Task brief:
The number needed is how many lines of the data hold the string "appear". Give that number and nothing more.
-- Data section follows --
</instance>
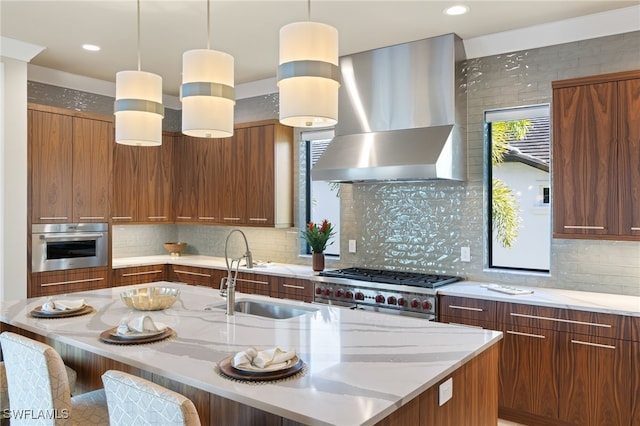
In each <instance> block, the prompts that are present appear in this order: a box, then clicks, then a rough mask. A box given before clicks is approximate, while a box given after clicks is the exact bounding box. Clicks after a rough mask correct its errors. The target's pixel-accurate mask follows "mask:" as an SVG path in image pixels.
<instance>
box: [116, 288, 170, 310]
mask: <svg viewBox="0 0 640 426" xmlns="http://www.w3.org/2000/svg"><path fill="white" fill-rule="evenodd" d="M178 296H180V290H178V289H177V288H172V287H144V288H134V289H131V290H125V291H123V292H122V293H120V299H121V300H122V301H123V302H124V304H125V305H127V306H128V307H130V308H133V309H136V310H138V311H159V310H162V309H167V308H169V307H171V305H173V304H174V303H175V301H176V300H178Z"/></svg>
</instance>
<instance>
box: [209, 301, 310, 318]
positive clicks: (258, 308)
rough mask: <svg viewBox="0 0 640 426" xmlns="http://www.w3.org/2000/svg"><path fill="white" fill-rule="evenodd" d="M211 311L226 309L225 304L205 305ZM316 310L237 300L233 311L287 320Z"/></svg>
mask: <svg viewBox="0 0 640 426" xmlns="http://www.w3.org/2000/svg"><path fill="white" fill-rule="evenodd" d="M211 309H227V305H226V303H223V304H221V305H207V306H206V307H205V310H211ZM317 310H318V309H316V308H307V307H300V306H289V305H281V304H278V303H267V302H262V301H258V300H246V299H245V300H237V301H236V303H235V311H236V312H240V313H243V314H249V315H257V316H260V317H265V318H272V319H287V318H293V317H297V316H300V315H306V314H310V313H312V312H316V311H317Z"/></svg>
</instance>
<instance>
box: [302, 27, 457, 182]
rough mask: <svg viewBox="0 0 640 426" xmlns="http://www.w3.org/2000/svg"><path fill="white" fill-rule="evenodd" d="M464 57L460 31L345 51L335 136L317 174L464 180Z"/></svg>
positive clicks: (335, 175)
mask: <svg viewBox="0 0 640 426" xmlns="http://www.w3.org/2000/svg"><path fill="white" fill-rule="evenodd" d="M465 60H466V56H465V53H464V46H463V44H462V40H461V39H460V38H459V37H458V36H457V35H455V34H447V35H444V36H440V37H434V38H429V39H424V40H418V41H414V42H411V43H405V44H399V45H395V46H390V47H385V48H381V49H375V50H370V51H367V52H362V53H357V54H354V55H348V56H343V57H341V58H340V73H341V78H342V85H341V86H340V94H339V111H338V124H337V125H336V129H335V134H336V136H335V137H334V139H333V140H332V141H331V143H330V144H329V146H328V147H327V149H326V151H325V152H324V154H323V155H322V156H321V157H320V158H319V159H318V161H317V162H316V164H315V165H314V166H313V169H312V170H311V177H312V179H313V180H320V181H333V182H346V183H360V182H379V181H422V180H432V179H451V180H464V179H465V178H466V173H467V166H466V122H467V120H466V117H467V115H466V114H467V108H466V80H465V78H464V74H463V62H464V61H465Z"/></svg>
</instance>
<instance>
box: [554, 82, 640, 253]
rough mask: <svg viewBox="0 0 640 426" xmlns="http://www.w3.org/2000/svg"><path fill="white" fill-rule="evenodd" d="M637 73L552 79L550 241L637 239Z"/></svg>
mask: <svg viewBox="0 0 640 426" xmlns="http://www.w3.org/2000/svg"><path fill="white" fill-rule="evenodd" d="M639 159H640V71H629V72H622V73H616V74H609V75H602V76H595V77H587V78H579V79H572V80H564V81H556V82H553V222H554V232H553V234H554V237H556V238H588V239H614V240H636V241H637V240H640V160H639Z"/></svg>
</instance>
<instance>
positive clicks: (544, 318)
mask: <svg viewBox="0 0 640 426" xmlns="http://www.w3.org/2000/svg"><path fill="white" fill-rule="evenodd" d="M509 315H511V316H512V317H523V318H531V319H539V320H545V321H556V322H566V323H569V324H579V325H589V326H592V327H604V328H611V324H600V323H597V322H584V321H575V320H565V319H561V318H550V317H541V316H538V315H527V314H518V313H515V312H509Z"/></svg>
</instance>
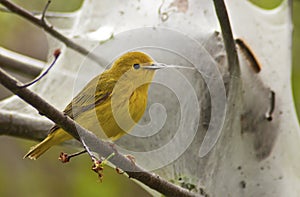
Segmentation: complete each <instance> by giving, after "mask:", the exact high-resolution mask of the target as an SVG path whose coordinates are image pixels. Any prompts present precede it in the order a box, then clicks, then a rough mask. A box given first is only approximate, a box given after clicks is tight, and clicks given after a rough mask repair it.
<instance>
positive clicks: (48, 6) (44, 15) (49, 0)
mask: <svg viewBox="0 0 300 197" xmlns="http://www.w3.org/2000/svg"><path fill="white" fill-rule="evenodd" d="M50 3H51V0H49V1H47V4H46V5H45V8H44V10H43V13H42V17H41V21H42V22H43V23H46V21H45V16H46V12H47V10H48V7H49V5H50Z"/></svg>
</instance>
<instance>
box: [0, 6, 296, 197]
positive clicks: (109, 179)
mask: <svg viewBox="0 0 300 197" xmlns="http://www.w3.org/2000/svg"><path fill="white" fill-rule="evenodd" d="M15 2H16V3H18V4H19V5H22V6H23V7H25V8H26V9H29V10H43V8H44V6H45V4H46V2H47V0H31V1H22V0H18V1H15ZM251 2H253V3H254V4H256V5H258V6H261V7H263V8H265V9H273V8H275V7H276V6H278V5H279V4H280V3H281V2H282V0H251ZM80 5H81V0H69V1H61V0H53V1H52V3H51V5H50V7H49V10H50V11H51V10H52V11H53V10H55V11H63V12H69V11H73V10H76V9H77V8H79V7H80ZM293 18H294V37H293V72H292V84H293V93H294V99H295V106H296V109H297V112H298V113H299V112H300V88H299V87H300V56H299V55H296V54H298V53H299V52H300V0H294V1H293ZM0 46H2V47H4V48H8V49H11V50H13V51H16V52H20V53H22V54H25V55H28V56H31V57H34V58H37V59H41V60H46V57H47V53H48V46H47V41H46V37H45V35H44V33H43V32H42V31H41V30H40V29H38V28H36V27H35V26H33V25H32V24H30V23H28V22H26V21H24V20H23V19H20V18H19V17H17V16H15V15H13V14H8V13H3V12H0ZM17 77H20V76H17ZM22 80H23V81H28V80H30V79H28V78H24V77H22ZM7 95H8V91H5V90H4V89H3V88H1V87H0V99H1V98H3V97H6V96H7ZM0 141H1V143H0V157H1V162H0V196H3V197H8V196H24V197H27V196H28V197H29V196H30V197H37V196H43V197H47V196H49V197H50V196H112V197H114V196H125V197H126V196H149V194H147V193H145V192H144V191H143V190H142V189H141V188H140V187H139V186H137V185H136V184H133V182H132V181H130V180H129V179H128V178H126V177H125V176H122V175H119V174H117V173H116V172H115V171H114V170H113V169H110V168H108V167H107V168H105V171H104V181H103V182H102V183H100V182H99V180H98V178H97V175H96V174H95V173H94V172H92V171H91V170H90V168H91V165H92V163H91V161H90V159H89V157H88V156H87V155H84V156H81V157H80V158H75V159H73V160H72V162H71V163H68V164H61V163H60V162H59V161H58V160H57V158H58V154H59V153H60V152H61V151H62V150H63V151H66V152H74V150H72V149H70V148H66V147H54V148H52V149H51V150H50V151H49V152H48V153H47V154H45V155H44V156H43V157H41V158H40V159H39V160H38V161H36V162H33V161H30V160H23V159H22V157H23V155H24V154H25V153H26V151H27V150H28V148H29V147H30V146H32V145H34V144H35V142H32V141H27V140H22V139H16V138H12V137H7V136H0Z"/></svg>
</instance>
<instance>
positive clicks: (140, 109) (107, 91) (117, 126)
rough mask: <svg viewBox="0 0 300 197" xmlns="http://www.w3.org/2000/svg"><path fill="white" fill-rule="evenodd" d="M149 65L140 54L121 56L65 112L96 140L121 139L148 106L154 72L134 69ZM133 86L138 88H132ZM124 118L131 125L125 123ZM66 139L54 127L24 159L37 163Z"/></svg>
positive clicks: (59, 129) (87, 84) (143, 57)
mask: <svg viewBox="0 0 300 197" xmlns="http://www.w3.org/2000/svg"><path fill="white" fill-rule="evenodd" d="M152 62H153V60H152V59H151V58H150V57H149V56H148V55H147V54H145V53H142V52H128V53H126V54H124V55H122V56H121V57H119V58H118V59H117V60H116V61H115V62H114V64H113V66H112V67H111V68H110V69H109V70H107V71H105V72H103V73H102V74H101V75H99V76H97V77H95V78H94V79H92V80H91V81H90V82H89V83H88V84H87V85H86V86H85V87H84V88H83V90H82V91H81V92H79V94H78V95H77V96H76V97H75V98H74V99H73V100H72V101H71V103H70V104H69V105H67V107H66V108H65V110H64V112H65V113H66V114H67V115H69V116H70V117H71V118H73V119H74V120H75V121H76V122H78V123H79V124H80V125H82V126H83V127H85V128H86V129H88V130H89V131H91V132H93V133H95V134H96V135H97V136H98V137H99V138H102V139H105V138H109V139H111V140H116V139H118V138H120V137H121V136H123V135H124V134H126V132H129V131H130V130H131V129H132V128H133V127H134V125H135V124H136V123H137V122H138V121H139V120H140V119H141V118H142V116H143V114H144V112H145V109H146V106H147V97H148V88H149V83H150V82H151V80H152V79H153V76H154V72H155V71H154V70H151V69H134V68H133V65H134V64H140V65H141V66H143V65H148V66H149V65H150V64H152ZM136 84H141V86H138V87H135V86H136ZM112 101H113V104H112ZM128 105H129V106H128ZM126 116H130V117H131V118H132V120H133V121H128V120H127V118H128V117H127V118H126ZM118 123H121V126H122V127H120V125H119V124H118ZM122 128H123V129H122ZM124 128H125V129H124ZM69 139H72V136H71V135H70V134H68V133H67V132H65V131H64V130H63V129H60V128H59V127H58V126H54V127H53V128H52V129H51V130H50V133H49V135H48V136H47V138H45V139H44V140H43V141H42V142H41V143H39V144H38V145H36V146H34V147H32V148H31V149H30V151H29V152H28V153H27V154H26V155H25V156H24V158H26V157H28V158H30V159H37V158H38V157H39V156H40V155H42V154H43V153H44V152H46V151H47V150H48V149H49V148H50V147H52V146H53V145H57V144H60V143H62V142H64V141H66V140H69Z"/></svg>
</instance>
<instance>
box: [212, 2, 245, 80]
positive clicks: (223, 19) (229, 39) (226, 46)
mask: <svg viewBox="0 0 300 197" xmlns="http://www.w3.org/2000/svg"><path fill="white" fill-rule="evenodd" d="M214 4H215V10H216V13H217V16H218V20H219V23H220V26H221V30H222V35H223V40H224V45H225V50H226V53H227V61H228V66H229V73H230V75H231V76H233V77H239V76H240V67H239V61H238V55H237V51H236V47H235V41H234V38H233V35H232V30H231V25H230V21H229V17H228V13H227V9H226V5H225V3H224V0H214Z"/></svg>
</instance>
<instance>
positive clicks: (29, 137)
mask: <svg viewBox="0 0 300 197" xmlns="http://www.w3.org/2000/svg"><path fill="white" fill-rule="evenodd" d="M51 126H52V124H51V123H50V122H49V121H46V120H42V119H41V120H37V119H36V118H33V117H30V116H26V115H20V114H18V113H15V112H10V111H4V110H0V135H9V136H13V137H20V138H24V139H30V140H36V141H41V140H43V139H44V138H45V137H46V136H47V133H48V131H49V129H50V127H51Z"/></svg>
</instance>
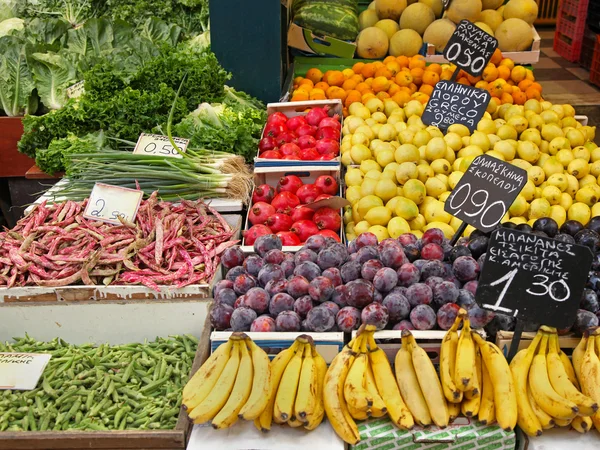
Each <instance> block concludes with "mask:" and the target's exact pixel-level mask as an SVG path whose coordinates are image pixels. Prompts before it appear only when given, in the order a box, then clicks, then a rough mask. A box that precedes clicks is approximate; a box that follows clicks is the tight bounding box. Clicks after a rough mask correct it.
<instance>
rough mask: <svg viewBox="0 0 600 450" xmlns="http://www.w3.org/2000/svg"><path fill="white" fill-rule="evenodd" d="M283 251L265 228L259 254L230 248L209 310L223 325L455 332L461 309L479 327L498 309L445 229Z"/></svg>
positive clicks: (476, 263) (314, 240) (364, 238)
mask: <svg viewBox="0 0 600 450" xmlns="http://www.w3.org/2000/svg"><path fill="white" fill-rule="evenodd" d="M281 249H282V242H281V239H279V237H278V236H276V235H264V236H261V237H259V238H258V239H257V240H256V241H255V243H254V251H255V254H248V255H245V254H244V252H243V251H242V249H241V248H240V247H231V248H229V249H227V250H226V252H225V253H224V254H223V257H222V260H221V261H222V264H223V266H224V268H225V269H226V270H227V273H226V275H225V279H224V280H222V281H220V282H218V283H217V284H216V285H215V290H214V298H215V305H214V307H213V308H212V310H211V314H210V315H211V322H212V325H213V327H214V328H215V329H217V330H233V331H313V332H325V331H344V332H350V331H352V330H355V329H358V327H359V326H360V325H361V324H363V323H365V324H371V325H375V326H376V327H377V328H378V329H380V330H382V329H395V330H402V329H409V330H413V329H416V330H432V329H443V330H447V329H449V328H450V327H451V326H452V323H453V322H454V320H455V319H456V316H457V314H458V311H459V309H460V308H461V307H463V308H465V309H467V310H468V314H469V318H470V320H471V323H472V324H473V327H474V328H482V327H484V326H485V325H487V324H488V323H489V322H490V321H491V320H492V319H493V317H494V315H493V314H492V313H490V312H488V311H485V310H483V309H481V308H479V307H478V306H477V304H476V303H475V297H474V294H475V290H476V289H477V278H478V276H479V271H480V267H479V263H478V262H477V260H476V259H475V258H473V257H472V256H468V255H462V254H460V253H457V252H456V251H455V250H454V249H453V248H452V247H451V246H450V245H449V243H448V240H447V239H446V238H445V237H444V235H443V233H442V232H441V230H439V229H432V230H429V231H427V232H426V233H425V234H424V235H423V237H422V238H421V239H417V238H416V237H415V236H414V235H412V234H404V235H402V236H400V238H398V239H391V238H390V239H386V240H385V241H382V242H381V243H379V244H378V243H377V237H376V236H375V235H373V234H371V233H363V234H362V235H361V236H359V237H358V238H357V239H356V240H355V241H352V242H351V243H350V245H349V247H346V246H344V245H343V244H340V243H338V242H336V241H335V240H334V239H332V238H330V237H324V236H322V235H313V236H310V237H309V238H308V239H307V240H306V243H305V245H304V246H303V247H302V248H301V249H300V250H299V251H298V252H296V253H295V254H291V253H284V252H283V251H282V250H281Z"/></svg>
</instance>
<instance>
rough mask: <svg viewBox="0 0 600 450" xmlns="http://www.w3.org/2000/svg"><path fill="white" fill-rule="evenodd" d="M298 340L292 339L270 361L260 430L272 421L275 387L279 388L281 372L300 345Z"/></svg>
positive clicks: (274, 399) (264, 427)
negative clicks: (267, 400) (271, 360)
mask: <svg viewBox="0 0 600 450" xmlns="http://www.w3.org/2000/svg"><path fill="white" fill-rule="evenodd" d="M300 345H301V344H300V341H294V343H293V344H292V345H291V346H290V347H289V348H288V349H286V350H283V351H281V352H279V354H277V356H275V358H273V361H271V364H270V366H271V383H270V385H269V395H268V398H269V401H268V403H267V406H266V407H265V409H264V410H263V412H262V413H261V415H260V416H259V419H260V426H261V430H262V431H264V432H266V431H269V430H270V429H271V422H272V421H273V407H274V405H275V397H276V396H277V389H278V388H279V382H280V381H281V377H282V376H283V372H284V370H285V368H286V367H287V365H288V363H289V362H290V360H291V359H292V357H293V356H294V354H295V353H296V351H297V350H298V348H299V347H300Z"/></svg>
-- Data section concluded --
Answer section:
2